* _What this task involves_: Rescale the lines below, starting at the line that contains "Question: Identify the bounding box of the blue" and ending at the last line, and give them all again, requests included. Multiply every coordinate in the answers by 1.25 and round to whole numbers with halves rounded up, leaving the requests and their format samples unchanged.

[Stored data]
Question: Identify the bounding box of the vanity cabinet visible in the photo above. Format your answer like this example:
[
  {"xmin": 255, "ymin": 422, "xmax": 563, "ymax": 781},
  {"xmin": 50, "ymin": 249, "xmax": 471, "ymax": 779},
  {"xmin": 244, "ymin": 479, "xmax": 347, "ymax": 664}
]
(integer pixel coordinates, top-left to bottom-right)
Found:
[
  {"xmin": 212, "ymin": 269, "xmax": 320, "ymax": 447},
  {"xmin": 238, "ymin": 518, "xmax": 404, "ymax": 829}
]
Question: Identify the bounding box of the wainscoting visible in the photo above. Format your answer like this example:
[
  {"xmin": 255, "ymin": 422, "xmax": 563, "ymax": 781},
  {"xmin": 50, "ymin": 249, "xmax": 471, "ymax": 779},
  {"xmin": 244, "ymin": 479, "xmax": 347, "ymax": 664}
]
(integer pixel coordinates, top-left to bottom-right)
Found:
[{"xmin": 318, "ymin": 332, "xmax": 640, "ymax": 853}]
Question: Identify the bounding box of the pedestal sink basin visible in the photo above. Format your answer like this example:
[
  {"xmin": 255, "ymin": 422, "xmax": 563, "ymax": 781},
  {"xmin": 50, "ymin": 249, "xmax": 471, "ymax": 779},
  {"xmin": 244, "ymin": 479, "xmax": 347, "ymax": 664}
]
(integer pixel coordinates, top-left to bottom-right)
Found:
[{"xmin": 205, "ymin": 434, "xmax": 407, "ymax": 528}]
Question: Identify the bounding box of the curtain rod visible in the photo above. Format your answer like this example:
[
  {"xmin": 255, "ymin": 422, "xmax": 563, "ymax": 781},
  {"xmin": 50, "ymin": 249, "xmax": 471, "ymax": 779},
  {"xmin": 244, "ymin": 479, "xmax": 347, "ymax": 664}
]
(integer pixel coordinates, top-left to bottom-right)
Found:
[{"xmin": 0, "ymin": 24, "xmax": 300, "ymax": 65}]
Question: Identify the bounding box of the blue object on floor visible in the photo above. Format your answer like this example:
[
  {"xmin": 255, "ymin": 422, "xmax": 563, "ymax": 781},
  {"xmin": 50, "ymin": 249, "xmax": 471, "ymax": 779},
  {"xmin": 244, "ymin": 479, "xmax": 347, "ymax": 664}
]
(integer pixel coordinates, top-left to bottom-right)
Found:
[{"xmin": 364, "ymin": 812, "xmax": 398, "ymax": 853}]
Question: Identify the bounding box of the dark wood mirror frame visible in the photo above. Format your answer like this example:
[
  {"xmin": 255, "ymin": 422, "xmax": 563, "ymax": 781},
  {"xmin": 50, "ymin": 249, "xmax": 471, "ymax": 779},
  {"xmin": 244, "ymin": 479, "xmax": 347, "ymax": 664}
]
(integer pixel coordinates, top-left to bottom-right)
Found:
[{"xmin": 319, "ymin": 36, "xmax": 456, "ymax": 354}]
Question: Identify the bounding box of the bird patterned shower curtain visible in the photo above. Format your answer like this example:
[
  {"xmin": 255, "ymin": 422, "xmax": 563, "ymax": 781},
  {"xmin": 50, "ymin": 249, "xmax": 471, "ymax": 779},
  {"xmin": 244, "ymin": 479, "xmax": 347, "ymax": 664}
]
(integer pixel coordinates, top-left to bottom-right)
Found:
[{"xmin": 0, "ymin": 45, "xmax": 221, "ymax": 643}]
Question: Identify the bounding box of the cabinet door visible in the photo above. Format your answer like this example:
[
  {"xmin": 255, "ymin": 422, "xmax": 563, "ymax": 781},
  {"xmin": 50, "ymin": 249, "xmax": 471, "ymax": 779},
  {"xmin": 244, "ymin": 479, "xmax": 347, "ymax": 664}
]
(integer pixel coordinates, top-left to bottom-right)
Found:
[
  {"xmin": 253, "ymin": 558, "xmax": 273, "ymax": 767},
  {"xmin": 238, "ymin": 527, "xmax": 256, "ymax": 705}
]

* _The output_:
Question: Identify the bounding box of the blue object on floor visible in the photo above. Format your answer like this example:
[
  {"xmin": 255, "ymin": 422, "xmax": 563, "ymax": 781},
  {"xmin": 50, "ymin": 249, "xmax": 471, "ymax": 779},
  {"xmin": 244, "ymin": 479, "xmax": 347, "ymax": 664}
]
(integer pixel coordinates, top-left to bottom-right)
Found:
[{"xmin": 455, "ymin": 1015, "xmax": 498, "ymax": 1066}]
Question: Identify the bounding box of the dark wood mirror frame visible in the photo above. Format your answer like this example:
[
  {"xmin": 255, "ymin": 422, "xmax": 563, "ymax": 781},
  {"xmin": 50, "ymin": 249, "xmax": 471, "ymax": 779},
  {"xmin": 244, "ymin": 479, "xmax": 347, "ymax": 664}
]
(integer pixel coordinates, top-left to bottom-right)
Found:
[{"xmin": 399, "ymin": 45, "xmax": 570, "ymax": 443}]
Question: Identify the bounding box of the bird patterned shower curtain visible in the photo above. Format your answer like this example:
[
  {"xmin": 255, "ymin": 422, "xmax": 563, "ymax": 781},
  {"xmin": 50, "ymin": 249, "xmax": 471, "ymax": 779},
  {"xmin": 244, "ymin": 479, "xmax": 347, "ymax": 664}
]
(integer pixel coordinates, top-left to bottom-right)
Found:
[{"xmin": 0, "ymin": 56, "xmax": 276, "ymax": 804}]
Question: Identify the bounding box of the cabinet door visible in the photo above. Format your answer like this example:
[
  {"xmin": 255, "ymin": 422, "xmax": 563, "ymax": 781},
  {"xmin": 50, "ymin": 249, "xmax": 471, "ymax": 779},
  {"xmin": 244, "ymin": 479, "xmax": 347, "ymax": 664}
]
(integer pixel coordinates, top-left to bottom-right)
Found:
[
  {"xmin": 316, "ymin": 698, "xmax": 341, "ymax": 959},
  {"xmin": 298, "ymin": 659, "xmax": 320, "ymax": 881}
]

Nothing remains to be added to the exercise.